[Text block]

More than 7,200 miles separate Bozeman, Montana and Thimphu, Bhutan. But they may be closer than you think.

BY BAY STEPHENS

Mt. Everest gleamed a brilliant white through the porthole of the small plane. Then Ken Ryder spotted Kangchenjunga, the world’s third highest peak. Ryder, a middle-aged boutique homebuilder from Bozeman, Montana, smiled to himself. He’d dreamed about these mountains since his college days in the late ‘60s.

The Drukair airplane threaded down through the Himalaya’s steep-sided canyons to Bhutan’s only airport at 7,300 feet above sea level. Ryder’s host, Sonam Jatso, greeted him warmly, taking his bags and leading him out to the Toyota Hilux pickup. They drove past ancient monasteries, quaint villages, serpentine rivers and sweeping mountain slopes.

More than once, Ryder asked Jatso to pull over so he could photograph traditional rammed-earth homes under construction. This was, after all, why he was here: to observe Bhutanese building techniques and consult his client, Druk Construction, on how mechanization might improve efficiency.

It was 1997, and neither internet nor television had touched down in this secluded nation. Little did Ryder know that this was the beginning of a rich 20-plus-year relationship with the country. He would go on to lead teams of Bozeman craftsmen and tradespeople to help build the kingdom’s first Bhutanese-owned five-star hotel, its first log cabin, and a state guesthouse for the Bhutanese government, currently under construction. The endeavors would afford the opportunity for upward of 25 Bozemanites to experience this hidden country for a month or more. Many would fall in love with Bhutan and its people.

Ryder and Jatso made their way toward the capital, Thimpu, a small city of about 50,000. The Toyota bounced between rice paddies ringing the city, then through narrow streets to drop Ryder at a small guesthouse in the heart of town. Accommodations were simple but that was part of the adventure.

Ryder spent a week in the capital and one day found himself standing by a vegetable stand as thunder boomed down from the mountains. It was legend revealing itself: the rumble of the great dragon that Tibetans witnessed centuries ago when they crossed northern passes to pick medicinal wildflowers. Ryder was awestruck.

This was Druk Yul, as the locals know it: Land of the Thunder Dragon.

On that first trip, Ryder toured 11 of the kingdom’s 20 dzongkhags, or districts, taking copious notes on construction practices. The insane amount of hand labor stood out more than anything else. Upon returning stateside, Ryder wrote a report concluding that, if one tool would improve the efficiency of construction in Bhutan, it would be the Wood-Mizer Sawmill.

A nifty piece of machinery, the Wood-Mizer can transform massive logs into beautiful planks or pillars and be towed behind a truck. The thin blade yields more wood than a circular saw, saving timber in accordance with Bhutan’s lofty environmental standards.

Ryder mailed Jatso a VHS tape—this was the ‘90s, remember—of the Wood-Mizer in action. And in November 1997, Jatso bought one in Oregon and shipped it across the Pacific.

That sawmill cut the timber for the next two projects Bozeman builders would have a hand in, along with many others. Ryder estimates the machine has sawn more than 4 million board feet of timber. While Wood-Mizers had scarce been heard of in the East at the time—and could only be purchased in the U.S.—today, they are ubiquitous in Bhutan, and dealerships operate in Singapore and Thailand.

[/Text block]

- Problem set
1. The article about Bozeman and Bhutan names building projects that Ryder would lead Bozeman teams to help build in Bhutan. List all of them.
2. Do these statements agree with the article about Bozeman and Bhutan? Answer yes or no for each, and quote the words that decide it.
(a) When Ryder arrived in 1997, neither internet nor television had reached Bhutan.
(b) Jatso bought the Wood-Mizer sawmill in Thailand.
(c) On his first trip, Ryder toured all of the kingdom's districts.

[Given entries]

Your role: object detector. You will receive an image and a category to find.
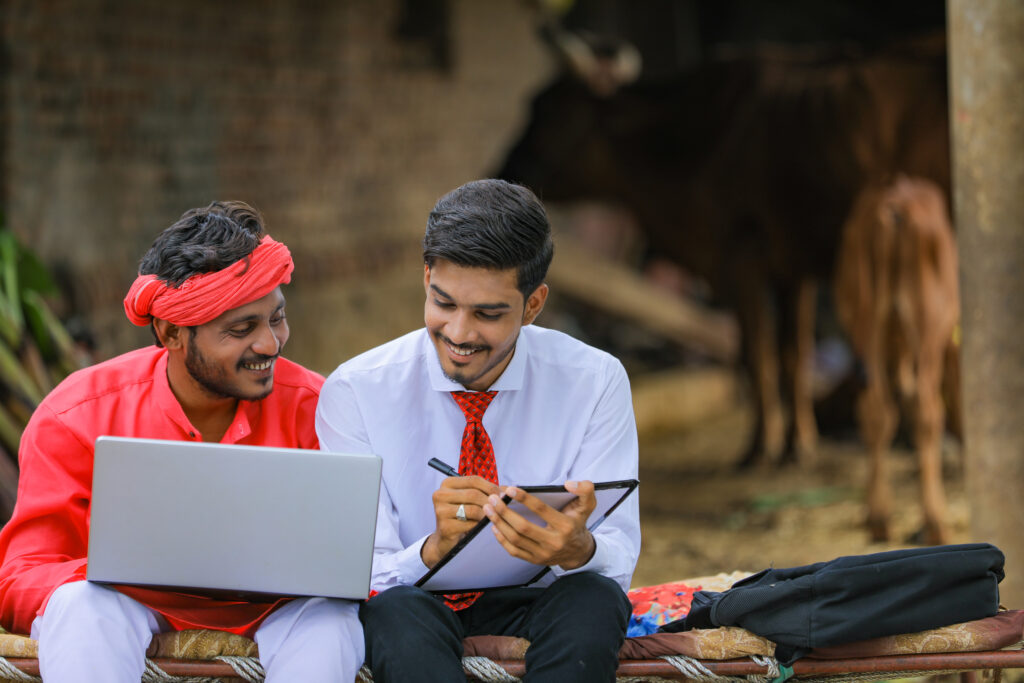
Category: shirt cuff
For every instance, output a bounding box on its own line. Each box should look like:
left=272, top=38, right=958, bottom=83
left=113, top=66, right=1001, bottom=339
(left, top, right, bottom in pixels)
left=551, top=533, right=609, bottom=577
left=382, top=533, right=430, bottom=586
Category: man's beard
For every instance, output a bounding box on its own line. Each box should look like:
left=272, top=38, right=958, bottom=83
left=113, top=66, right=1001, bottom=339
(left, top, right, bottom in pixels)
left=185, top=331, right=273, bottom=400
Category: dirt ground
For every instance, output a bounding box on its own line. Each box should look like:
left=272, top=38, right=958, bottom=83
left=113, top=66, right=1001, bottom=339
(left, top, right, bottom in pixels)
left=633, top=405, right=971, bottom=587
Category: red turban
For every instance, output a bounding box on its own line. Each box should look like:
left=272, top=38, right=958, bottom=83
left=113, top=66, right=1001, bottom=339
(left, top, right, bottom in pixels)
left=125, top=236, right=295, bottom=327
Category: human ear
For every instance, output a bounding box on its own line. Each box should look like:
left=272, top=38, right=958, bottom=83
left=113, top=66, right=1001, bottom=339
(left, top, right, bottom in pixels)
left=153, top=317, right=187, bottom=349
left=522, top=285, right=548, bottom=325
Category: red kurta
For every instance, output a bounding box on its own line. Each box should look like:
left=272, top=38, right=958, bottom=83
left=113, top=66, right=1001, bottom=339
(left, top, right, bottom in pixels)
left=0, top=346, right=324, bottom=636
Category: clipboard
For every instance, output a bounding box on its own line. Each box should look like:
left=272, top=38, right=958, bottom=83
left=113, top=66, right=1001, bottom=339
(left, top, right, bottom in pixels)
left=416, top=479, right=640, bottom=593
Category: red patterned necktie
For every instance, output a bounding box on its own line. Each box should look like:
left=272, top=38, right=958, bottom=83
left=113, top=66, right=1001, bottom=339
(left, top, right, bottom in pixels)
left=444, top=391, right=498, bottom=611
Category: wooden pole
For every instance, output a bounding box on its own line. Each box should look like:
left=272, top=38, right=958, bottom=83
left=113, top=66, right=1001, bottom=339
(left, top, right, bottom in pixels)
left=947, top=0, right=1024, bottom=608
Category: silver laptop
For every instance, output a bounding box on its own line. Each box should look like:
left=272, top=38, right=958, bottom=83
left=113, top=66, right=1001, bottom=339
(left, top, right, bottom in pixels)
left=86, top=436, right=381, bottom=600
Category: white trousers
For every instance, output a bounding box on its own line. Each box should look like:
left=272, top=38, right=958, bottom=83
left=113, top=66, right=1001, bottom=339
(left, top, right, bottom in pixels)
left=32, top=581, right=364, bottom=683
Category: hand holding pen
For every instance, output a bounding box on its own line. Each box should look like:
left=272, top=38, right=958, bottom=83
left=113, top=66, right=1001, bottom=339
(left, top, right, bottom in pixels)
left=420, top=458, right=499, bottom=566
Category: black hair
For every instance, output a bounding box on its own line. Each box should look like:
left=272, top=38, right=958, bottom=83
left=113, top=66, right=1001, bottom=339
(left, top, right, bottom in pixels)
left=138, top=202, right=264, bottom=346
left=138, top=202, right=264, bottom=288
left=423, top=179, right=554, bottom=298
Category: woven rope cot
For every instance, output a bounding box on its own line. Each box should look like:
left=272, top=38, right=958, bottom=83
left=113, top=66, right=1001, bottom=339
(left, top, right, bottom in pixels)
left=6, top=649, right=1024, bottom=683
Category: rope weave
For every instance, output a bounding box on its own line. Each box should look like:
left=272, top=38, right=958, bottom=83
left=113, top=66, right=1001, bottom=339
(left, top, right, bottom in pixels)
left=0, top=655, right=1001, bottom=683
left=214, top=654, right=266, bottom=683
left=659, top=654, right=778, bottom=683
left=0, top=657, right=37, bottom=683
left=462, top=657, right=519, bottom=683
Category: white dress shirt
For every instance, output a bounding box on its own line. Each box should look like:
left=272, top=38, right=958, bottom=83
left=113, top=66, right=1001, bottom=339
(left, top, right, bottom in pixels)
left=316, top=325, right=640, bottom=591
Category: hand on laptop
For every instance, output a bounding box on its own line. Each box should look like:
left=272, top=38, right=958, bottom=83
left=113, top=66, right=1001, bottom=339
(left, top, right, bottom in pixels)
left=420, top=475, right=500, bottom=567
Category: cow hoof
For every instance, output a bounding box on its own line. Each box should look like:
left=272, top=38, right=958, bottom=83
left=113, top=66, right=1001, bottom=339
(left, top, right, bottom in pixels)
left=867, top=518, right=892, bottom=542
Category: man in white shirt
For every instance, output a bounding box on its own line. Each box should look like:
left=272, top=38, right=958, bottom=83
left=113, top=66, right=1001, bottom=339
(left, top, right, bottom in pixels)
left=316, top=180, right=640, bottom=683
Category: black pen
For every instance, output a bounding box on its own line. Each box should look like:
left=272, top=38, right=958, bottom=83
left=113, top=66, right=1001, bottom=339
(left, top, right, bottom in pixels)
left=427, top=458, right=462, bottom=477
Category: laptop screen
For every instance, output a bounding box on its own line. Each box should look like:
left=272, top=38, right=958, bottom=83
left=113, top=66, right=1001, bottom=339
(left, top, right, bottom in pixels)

[/Given entries]

- Your written answers
1.
- The kingdom’s first Bhutanese-owned five-star hotel
- Its first log cabin
- A state guesthouse for the Bhutanese government, currently under construction

2.
(a) Yes: "It was 1997, and neither internet nor television had touched down in this secluded nation."
(b) No: "Jatso bought one in Oregon and shipped it across the Pacific."
(c) No: "Ryder toured 11 of the kingdom’s 20 dzongkhags, or districts"